Exercise aim =
Copy the rows below word for word, all of them, but omit the pictures.

[Rows from a box labeling dataset]
####################
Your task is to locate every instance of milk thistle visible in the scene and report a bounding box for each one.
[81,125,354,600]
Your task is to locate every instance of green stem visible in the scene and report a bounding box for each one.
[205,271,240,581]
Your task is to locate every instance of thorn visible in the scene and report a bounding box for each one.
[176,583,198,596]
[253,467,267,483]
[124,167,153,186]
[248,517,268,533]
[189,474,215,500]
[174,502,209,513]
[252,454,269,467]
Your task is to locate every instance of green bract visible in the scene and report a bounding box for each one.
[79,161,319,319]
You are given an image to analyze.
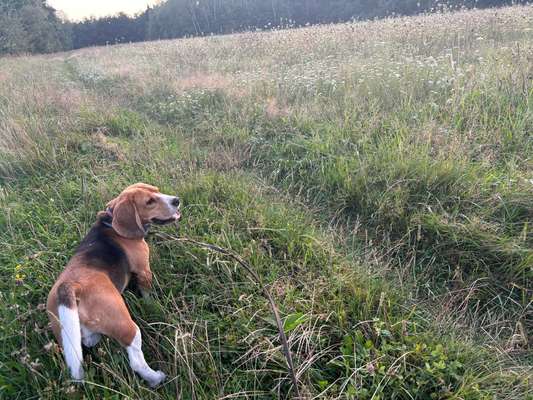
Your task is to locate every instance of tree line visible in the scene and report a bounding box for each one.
[0,0,527,54]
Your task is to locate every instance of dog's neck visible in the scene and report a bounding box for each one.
[99,207,151,237]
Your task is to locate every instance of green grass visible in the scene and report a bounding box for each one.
[0,3,533,400]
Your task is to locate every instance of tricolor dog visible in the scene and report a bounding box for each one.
[47,183,180,387]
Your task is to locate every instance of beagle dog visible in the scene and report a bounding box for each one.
[47,183,181,387]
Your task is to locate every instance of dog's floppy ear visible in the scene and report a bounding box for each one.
[127,182,159,192]
[110,197,145,239]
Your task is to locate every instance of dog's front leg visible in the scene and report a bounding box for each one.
[136,266,152,298]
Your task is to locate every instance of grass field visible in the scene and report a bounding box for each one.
[0,6,533,400]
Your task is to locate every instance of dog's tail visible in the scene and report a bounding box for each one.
[57,282,83,380]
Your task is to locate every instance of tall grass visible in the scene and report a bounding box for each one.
[0,3,533,399]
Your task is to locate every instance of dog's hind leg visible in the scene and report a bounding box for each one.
[81,325,102,347]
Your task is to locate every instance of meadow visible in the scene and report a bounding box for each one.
[0,6,533,400]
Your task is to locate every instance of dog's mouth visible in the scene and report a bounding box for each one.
[152,211,181,225]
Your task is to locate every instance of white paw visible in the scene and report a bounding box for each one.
[148,371,167,387]
[82,333,101,347]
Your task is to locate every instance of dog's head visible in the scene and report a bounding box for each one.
[107,183,181,239]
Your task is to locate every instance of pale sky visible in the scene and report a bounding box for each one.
[47,0,160,20]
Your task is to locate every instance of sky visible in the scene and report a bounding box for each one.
[47,0,159,20]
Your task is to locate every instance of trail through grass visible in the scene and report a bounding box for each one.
[0,6,533,400]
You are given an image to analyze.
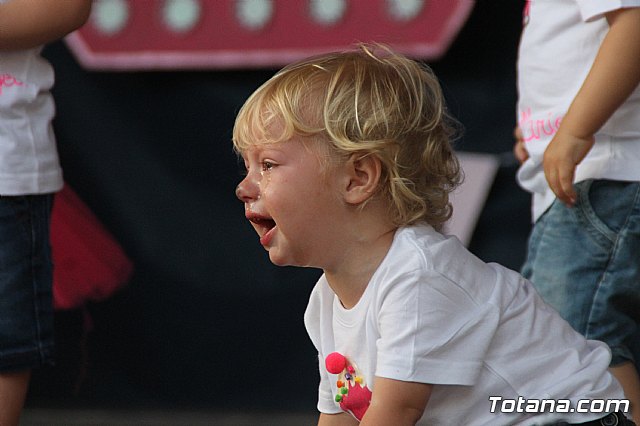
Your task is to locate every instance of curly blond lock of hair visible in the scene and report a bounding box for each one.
[233,44,462,229]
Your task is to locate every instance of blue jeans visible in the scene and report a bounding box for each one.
[522,180,640,367]
[0,194,54,372]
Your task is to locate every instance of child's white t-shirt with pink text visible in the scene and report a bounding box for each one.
[518,0,640,220]
[0,43,63,195]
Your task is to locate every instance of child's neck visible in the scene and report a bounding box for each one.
[324,227,396,309]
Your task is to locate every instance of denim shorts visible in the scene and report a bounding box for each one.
[522,180,640,367]
[0,194,54,372]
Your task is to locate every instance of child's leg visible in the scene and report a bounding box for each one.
[0,371,31,426]
[523,180,640,418]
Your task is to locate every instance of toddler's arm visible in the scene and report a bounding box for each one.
[360,377,433,426]
[0,0,91,50]
[543,7,640,205]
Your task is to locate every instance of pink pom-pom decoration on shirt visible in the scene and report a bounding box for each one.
[324,352,347,374]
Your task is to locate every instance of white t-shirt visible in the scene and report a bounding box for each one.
[517,0,640,220]
[0,43,63,195]
[305,226,623,426]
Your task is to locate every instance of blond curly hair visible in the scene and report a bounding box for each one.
[233,44,462,229]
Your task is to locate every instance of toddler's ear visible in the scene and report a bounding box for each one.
[344,154,382,205]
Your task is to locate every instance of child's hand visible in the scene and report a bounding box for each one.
[542,129,594,206]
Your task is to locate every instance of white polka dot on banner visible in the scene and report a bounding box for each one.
[236,0,273,31]
[91,0,129,35]
[309,0,347,25]
[162,0,202,33]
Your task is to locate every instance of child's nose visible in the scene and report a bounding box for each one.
[236,176,258,203]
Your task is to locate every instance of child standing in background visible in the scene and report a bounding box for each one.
[0,0,91,426]
[515,0,640,422]
[233,45,633,426]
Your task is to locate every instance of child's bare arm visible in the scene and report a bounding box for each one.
[0,0,91,50]
[360,377,433,426]
[318,413,359,426]
[543,8,640,205]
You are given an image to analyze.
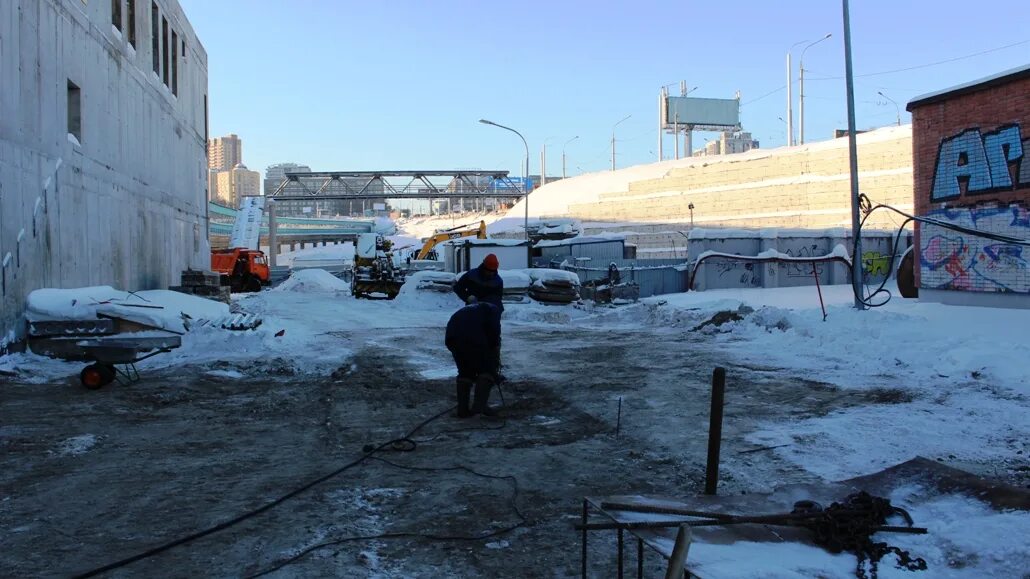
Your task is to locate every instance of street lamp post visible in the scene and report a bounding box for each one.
[479,118,529,239]
[877,91,901,127]
[612,114,632,171]
[797,33,833,144]
[561,135,579,179]
[784,40,808,146]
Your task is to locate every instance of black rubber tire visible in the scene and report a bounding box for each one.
[243,275,261,293]
[78,364,110,390]
[898,250,919,298]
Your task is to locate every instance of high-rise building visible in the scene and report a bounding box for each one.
[207,134,243,171]
[0,0,211,346]
[215,163,261,209]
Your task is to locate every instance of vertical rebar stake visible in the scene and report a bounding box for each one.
[705,367,726,495]
[582,499,588,579]
[615,396,622,438]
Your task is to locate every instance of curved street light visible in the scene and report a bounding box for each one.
[797,33,833,144]
[479,118,529,240]
[877,91,901,127]
[561,135,579,179]
[612,114,632,171]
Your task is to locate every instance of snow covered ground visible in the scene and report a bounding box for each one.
[0,255,1030,577]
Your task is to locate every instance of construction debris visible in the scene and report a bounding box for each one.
[169,270,232,304]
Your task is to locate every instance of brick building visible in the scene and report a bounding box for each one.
[906,66,1030,308]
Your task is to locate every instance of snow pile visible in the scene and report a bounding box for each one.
[518,268,579,287]
[393,271,462,311]
[497,269,533,294]
[26,285,229,334]
[498,125,912,220]
[272,269,350,294]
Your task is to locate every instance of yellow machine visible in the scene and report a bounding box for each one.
[350,233,405,300]
[415,222,486,260]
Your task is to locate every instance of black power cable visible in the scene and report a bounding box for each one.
[852,194,1030,308]
[246,453,528,579]
[74,406,455,579]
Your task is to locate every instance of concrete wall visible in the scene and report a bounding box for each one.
[0,0,210,349]
[689,229,912,291]
[569,126,913,228]
[909,68,1030,308]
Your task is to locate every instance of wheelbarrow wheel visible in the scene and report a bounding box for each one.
[78,364,114,390]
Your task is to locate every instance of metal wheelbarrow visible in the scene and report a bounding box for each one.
[77,336,182,390]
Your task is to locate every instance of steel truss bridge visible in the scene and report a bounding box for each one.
[267,170,524,201]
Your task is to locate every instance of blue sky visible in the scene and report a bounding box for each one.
[179,0,1030,184]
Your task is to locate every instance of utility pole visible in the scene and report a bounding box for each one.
[843,0,865,310]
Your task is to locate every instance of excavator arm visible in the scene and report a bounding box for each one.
[416,222,486,260]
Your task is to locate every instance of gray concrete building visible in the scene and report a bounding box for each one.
[0,0,210,351]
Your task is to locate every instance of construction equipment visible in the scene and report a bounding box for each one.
####################
Written answer =
Your task is to locate every instance of milk thistle visible in the scene and report a bounding box for each one.
[81,125,354,600]
Your task is to locate every instance of green stem visible in the scene and report a bounding box for each one.
[205,271,240,581]
Your task is to locate every instance of thorn visible in the scene and report a bounding box for each one.
[176,583,198,596]
[253,467,267,483]
[124,167,153,186]
[248,517,268,533]
[189,474,215,500]
[174,502,209,513]
[252,454,269,467]
Your task is to locate every instance of green bract visible in the scene and report a bounding box for each one.
[79,161,319,319]
You are given an image to analyze.
Your task is to locate every instance of tree line visible in the scene and report a bounding box for each one.
[0,0,527,54]
Your task is to locate every instance of dog's neck visible in the scene and report a bounding box for each one.
[99,207,151,237]
Your task is to locate every instance of green grass visible in the scene and report a bounding box for each one.
[0,3,533,400]
Your task is to locate every instance of tricolor dog visible in the scene and report a bounding box for each one.
[47,183,180,387]
Your task is to locate every instance of beagle dog visible in the scene and report a bounding box for each one.
[47,183,181,387]
Your task is to locate every instance of dog's floppy ear visible in the scene and report a bounding box for each one.
[127,182,159,192]
[110,197,145,239]
Your task is to locate every instance of dog's front leg visible in the scene and report a bounding box for each one.
[136,266,152,298]
Your task is to locate every instance of grass field visible in the scene and report a bounding box for each one.
[0,6,533,400]
Your task is to locate every instance of dog's tail visible in the scene and report a bounding box for each one.
[57,282,83,380]
Your task is to locate every instance of tall grass visible in the scene and report a bounding box for each one.
[0,3,533,399]
Your task is to locate every instance of dog's hind leg visible in the scene and report a bounding box for each one.
[81,325,102,347]
Your task is to locate every instance of meadow visible in the scene and report a bounding box for each one.
[0,6,533,400]
Your task is to locate every instance of dog's mouth visible in the scene and report a bounding box for each one.
[152,211,181,225]
Your task is to locate every instance of white paw visible in the scene and report a bounding box for each one.
[148,371,167,387]
[82,333,101,347]
Your task is to locate every instance of dog's head visible in the scene and report a bounding box for each one.
[107,183,181,239]
Your task is to locate every instance of pale sky visible in the scene and report a bounding box for each one.
[47,0,160,20]
Your task is to locate every instance of sky visible in the scene and report a bounding box for each one.
[47,0,159,20]
Your task is to locate every instance of trail through grass visible in the scene and report a bounding box for each one.
[0,6,533,400]
You are given an image to analyze.
Your task is to locate every instance of curly blond lock of hair visible in the scene and report a bounding box for each one.
[233,44,462,229]
Your task is to locate every instance of blue jeans visible in the scene and report a bounding box for each one.
[522,180,640,367]
[0,194,54,372]
Your task is to locate every instance of child's white t-shirt with pink text visible in the scene and report a bounding box for each one.
[518,0,640,220]
[0,43,63,195]
Your task is to locate every instance of child's neck visible in the scene and report a bounding box for each one.
[324,227,396,309]
Your task is to locate every instance of denim shorts visible in the scene and report a bounding box for each one.
[522,180,640,367]
[0,194,54,372]
Your task is to locate every instance of child's leg visible in the scene and report a bounding box for each one.
[0,371,31,426]
[523,180,640,418]
Your task is to locate every instance of toddler's arm visible in the scene and report a bounding box for each one.
[360,377,433,426]
[0,0,91,50]
[543,7,640,205]
Your task is to locate every instance of pink pom-pom decoration on shirt visible in the scene and report a bounding box for each one.
[324,352,347,374]
Your task is to locate every instance of white t-shirt visible in the scene and report a bounding box for each one.
[517,0,640,220]
[0,43,63,195]
[305,226,623,426]
Your task is to locate every instance of blond curly hair visible in the scene and report a bounding box for each one.
[233,44,462,229]
Your task is to locate every instance of toddler's ear visible in the scene and report a bounding box for each one.
[344,154,382,205]
Your task is to locate every instance of child's hand visible in the scene and report a bounding box for each one.
[542,129,594,206]
Your task is to locate every instance of white polka dot on banner visible in the scene and report a bounding box for each one.
[236,0,273,31]
[91,0,129,35]
[309,0,347,25]
[162,0,202,33]
Your task is to locate every instance of child's nose visible in the scene and report a bounding box for each one.
[236,176,258,203]
Your task is to locate every instance of child standing in background visible in the scene and report a bounding box for each one.
[0,0,91,426]
[515,0,640,422]
[233,45,633,426]
Your task is to locate every instance of child's bare arm visible in the scene and report a bounding box for each one.
[0,0,91,50]
[360,377,433,426]
[318,413,359,426]
[543,8,640,205]
You are given an image to analyze.
Your task is to locate every instance of street lamp post visible in the scene and report a bounding box for each one.
[479,118,529,239]
[877,91,901,127]
[612,114,632,171]
[797,33,833,144]
[561,135,579,179]
[784,40,808,146]
Your task is to locate every instance of black rubber tire visible in the scene and report a bounding box for each one.
[243,275,261,293]
[78,364,110,390]
[898,250,919,298]
Your task is to locate every instance of high-rise building visible in the scene and report a bounding box for each one.
[207,134,243,171]
[0,0,211,346]
[215,163,261,209]
Your task is to locate every instance of vertical rebar stake visible in the scene and report a bounding box for each one.
[705,367,726,495]
[582,499,588,579]
[615,396,622,438]
Your task is to locate every instance of curved street light visible in the scene and report a bounding box for each one.
[797,33,833,144]
[479,118,529,240]
[877,91,901,127]
[561,135,579,179]
[612,114,632,171]
Your task is to locate every instance of snow covered ground visible in the scene and report a bounding box for each one.
[0,255,1030,577]
Your task is to locate every instance of construction debris visible in the scene and report a bounding box for each one.
[169,270,232,304]
Your task is to locate every instance of brick building visible in the scene and report a bounding box for each one.
[906,66,1030,308]
Your task is to locate every instance of snow pile visible in the scene and report a bounding box for each one.
[518,268,579,287]
[393,271,462,311]
[497,269,533,294]
[26,285,229,334]
[498,125,912,220]
[272,269,350,294]
Your task is to locate every instance of yellow machine visible in the scene and report a bounding box for each one.
[350,233,405,300]
[415,222,486,260]
Your task is to locate every instance of black power cable visible in the scene and report a bounding box for each one.
[852,194,1030,308]
[246,453,528,579]
[74,406,455,579]
Your task is to locate every instance of concrete wall visible in the scene and report a bounding box for each one.
[0,0,210,349]
[689,229,912,291]
[569,126,913,228]
[909,68,1030,308]
Your task is to locate every instance of wheelbarrow wheel visible in the scene and report a bounding box for each one.
[78,364,114,390]
Your task is to locate every instance of metal wheelbarrow visible in the scene and report a bounding box for each one.
[77,336,182,390]
Your task is to locate every instance of steel truss bridge visible in the scene and report a bounding box for each one.
[267,170,524,201]
Your task is to locate every instance of blue sky visible in the scene and report a bounding box for each one.
[179,0,1030,184]
Your task is to locate every instance of utility pole visible in the scene and report a bounding box for each one.
[843,0,865,310]
Your task is to locate every instance of excavator arm visible in the scene and report a bounding box for each one.
[416,222,486,260]
Your task is to locate every instance of gray concrete building visible in the scene and report a bounding box for each one.
[0,0,210,351]
Your task is to locate every instance of construction equipment visible in the scene and report a bounding box for each one.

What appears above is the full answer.